→ EXTRACTED TEXT:
┌──

Just a reminder for anyone that doesn’t want to buy Father Goose that 14 Cary Grant films are on the Criterion Channel but leaving at the end of February. They are: She Done Him Wrong, I’m No Angel, Bringing Up Baby, Holiday, My Favorite Wife, The Talk of the Town, Arsenic and Old Lace, The Bachelor and the Bobby-Soxer, Mr. Blandings Builds His Dream House, Indiscreet, Operation Petticoat, The Grass Is Greener, That Touch of Mink, Father Goose.

Indiscreet (Donen, 58)
Colorful but not terribly energetic film split along the spine into a technicolor Eurotrip romance (with a touch of melancholy doom—see, he’s married) and a deflated would-be screwball (oh, he’s not really married). This is ultimately more of a showcase for Bergman than Grant, who’s mostly just called on to be a fantasy object of desire a la An Affair to Remember. The exception is the party sequence 2/3 through, in which Grant’s deadly serious romantic lead starts capering about like wacky 1930s Cary Grant while Bergman gives enough eye-rolling reaction shots to power 3 or 4 tumblr pages (I’m honestly shocked no one’s tried to make her slow clap here the new citizenkaneslowclap.gif). Donen fills the frame with colorful baubles—the oodles of art in massive primary-colored frames adoring the walls of Bergman’s apartment, the weird wooden foyer, the red lamps dotting the background of the afore-mentioned party. There’s also a weird Hitchcockian moment at the beginning as Bergman’s servants jostle open a door to find her home early, perhaps a salute to the previous Bergman-Grant pairing?

Operation Petticoat (Edwards, 59)

└──

Excerpts of location labeling data
┌──

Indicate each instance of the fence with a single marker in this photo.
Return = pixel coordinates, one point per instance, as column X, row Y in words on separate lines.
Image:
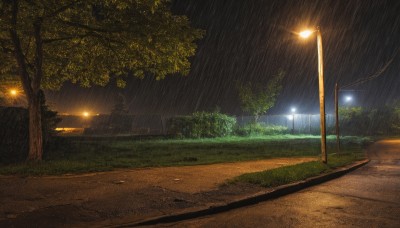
column 157, row 124
column 297, row 123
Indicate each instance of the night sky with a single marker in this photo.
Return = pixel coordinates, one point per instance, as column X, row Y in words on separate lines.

└──

→ EXERCISES TO COMPLETE:
A. Answer these questions from the Cary Grant film notes:
(i) When are the films leaving the Criterion Channel?
(ii) Who directed Indiscreet?
(iii) What color are the lamps in the background of the party in Indiscreet?
B. Pick up the Cary Grant film notes after their final line and carry them on in the same style.

→ ANSWERS FOR THE TASKS:
A.
(i) At the end of February.
(ii) Donen.
(iii) Red.

B.
Having grown up without the Pink Panther films, I came far too late to Blake Edwards to build up any appreciation or tolerance for this film. A tonal mishmash of war nostalgia, sex comedy, and bureaucratic antics, it all mainly gave me a deeper respect for what MASH pulled off. The other plus is that Grant is more engaged here than in most of these later roles, but he’s mainly just a straight man to the antics of his crew and the curves of the female passengers.

The Grass Is Greener (Donen, 60)
Old-money Brit Cary Grant and wife Deborah Kerr inhabit an estate that’s been turned into a living museum to pay for its upkeep. American millionaire Robert Mitchum strays out of the tour and immediately starts hitting on Kerr while Grant fumes about how he can’t make up her own mind for her. I liked this more than Indiscreet, even though the former is better—at least more energetically—directed. That’s partially because the play-based script is pleasantly verbose, and partially because I can’t help but read all the Mitchum-Kerr scenes as a continuation of Heaven Knows, Mr. Allison. I imagine if you’re attuned to British accents than Grant sounds ridiculous as an aristocrat, but I have no ear for such things. It’s true that, as pointed out above, there’s very little especially Cary Grant in his performance here, but he’s also not bad. Overall it’s the kind of pleasant-enough background noise that might fit in at the bottom of my list.

That Touch of Mink (Delbert Mann, 62)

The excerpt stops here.